═══ 演習用データ

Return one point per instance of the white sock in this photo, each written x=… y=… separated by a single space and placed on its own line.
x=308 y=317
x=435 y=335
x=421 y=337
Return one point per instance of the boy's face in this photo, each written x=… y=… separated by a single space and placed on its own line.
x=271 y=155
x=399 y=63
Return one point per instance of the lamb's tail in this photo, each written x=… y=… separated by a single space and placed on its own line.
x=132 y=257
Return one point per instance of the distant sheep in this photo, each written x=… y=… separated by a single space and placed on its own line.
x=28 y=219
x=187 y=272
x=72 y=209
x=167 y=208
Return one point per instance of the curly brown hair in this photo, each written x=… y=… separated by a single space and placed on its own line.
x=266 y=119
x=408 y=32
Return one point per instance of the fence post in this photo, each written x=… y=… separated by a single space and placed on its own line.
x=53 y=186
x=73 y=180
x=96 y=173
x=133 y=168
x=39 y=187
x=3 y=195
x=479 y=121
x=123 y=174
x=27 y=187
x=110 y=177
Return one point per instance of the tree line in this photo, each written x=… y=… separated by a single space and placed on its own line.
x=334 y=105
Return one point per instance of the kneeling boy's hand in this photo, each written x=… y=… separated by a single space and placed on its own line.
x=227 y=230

══════
═══ 演習用データ

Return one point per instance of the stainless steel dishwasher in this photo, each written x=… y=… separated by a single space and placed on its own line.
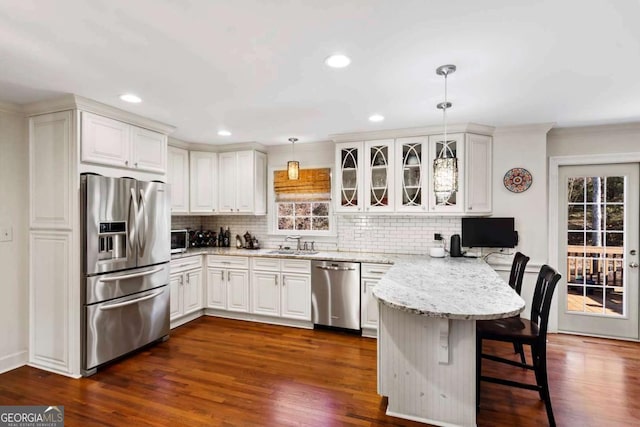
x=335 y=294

══════
═══ 演習用データ

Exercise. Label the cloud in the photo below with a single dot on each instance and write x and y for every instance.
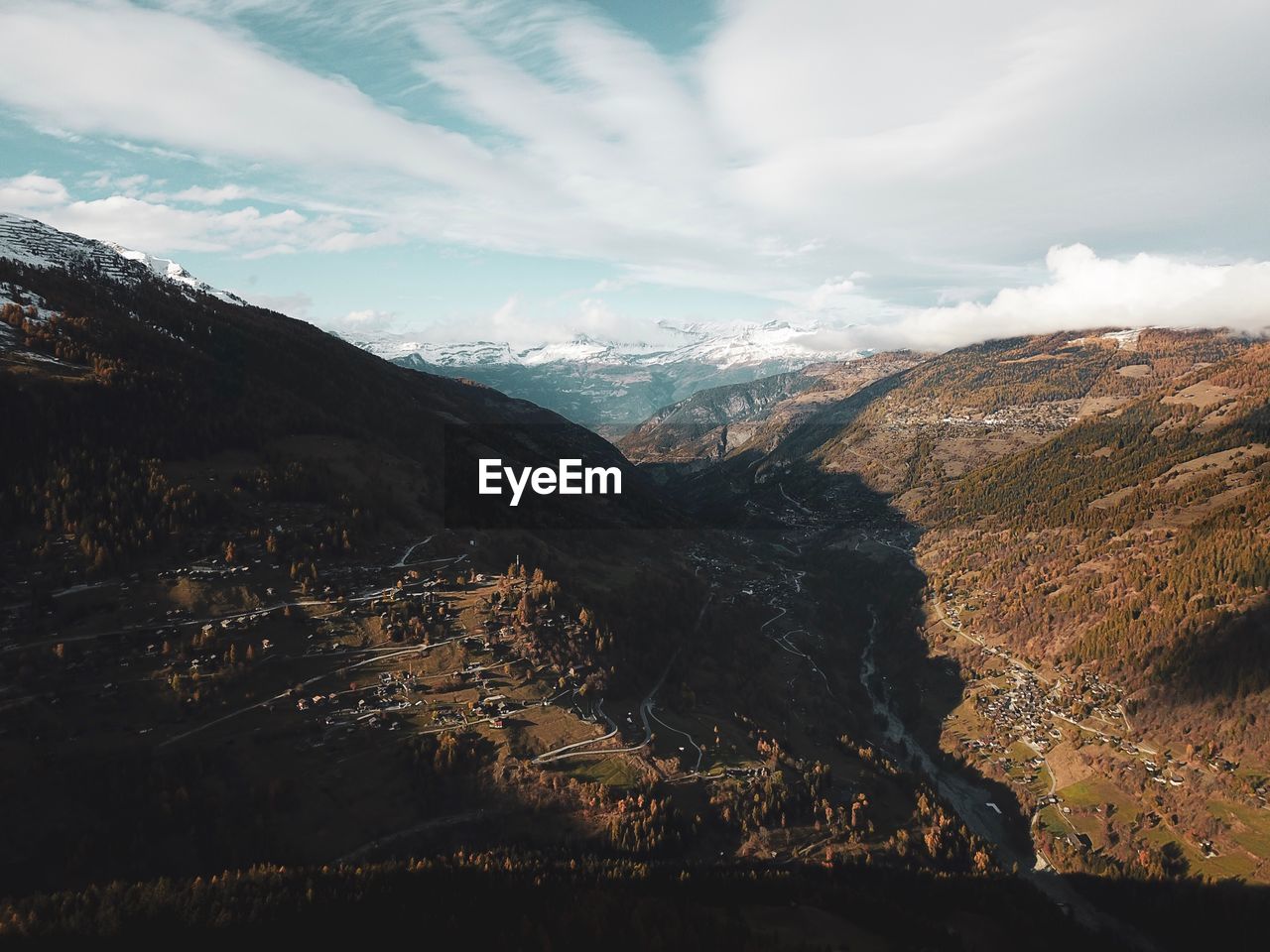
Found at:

══════

記録のうち、「Return one point per instance of the white」を含む行から始まり「x=227 y=230」を含む行で終わる範囲の行だけを、空行を除いて番号付きリストとして示しなさい。

1. Return one point per instance of the white sock in this photo, each written x=… y=… separated by a single space and placed on its own line.
2. x=308 y=317
3. x=435 y=335
4. x=421 y=337
5. Return one point per instance of the boy's face in this photo, each written x=… y=… separated by a single space and placed on its own line.
6. x=271 y=155
7. x=399 y=63
8. Return one point per instance of the lamb's tail in this photo, each written x=… y=… separated by a single space and placed on its own line.
9. x=132 y=257
10. Return one point per instance of the distant sheep in this photo, each written x=… y=… separated by a single space and placed on its own line.
11. x=28 y=219
12. x=187 y=272
13. x=72 y=209
14. x=167 y=208
15. Return one point per instance of the curly brown hair in this photo, each written x=… y=… separated by a single space and placed on its own line.
16. x=266 y=119
17. x=408 y=32
18. Return one point per instance of the fence post in this photo, each written x=… y=… separated by a single space and placed on its own line.
19. x=53 y=186
20. x=73 y=180
21. x=96 y=173
22. x=133 y=168
23. x=39 y=187
24. x=3 y=195
25. x=479 y=121
26. x=123 y=174
27. x=27 y=187
28. x=110 y=177
29. Return one point per instance of the tree line in this photo, each written x=… y=… separated by a single space and placed on its own line.
30. x=334 y=105
31. Return one point per instance of the kneeling boy's hand in this photo, each written x=… y=… separated by a single space and placed on its own line.
32. x=227 y=230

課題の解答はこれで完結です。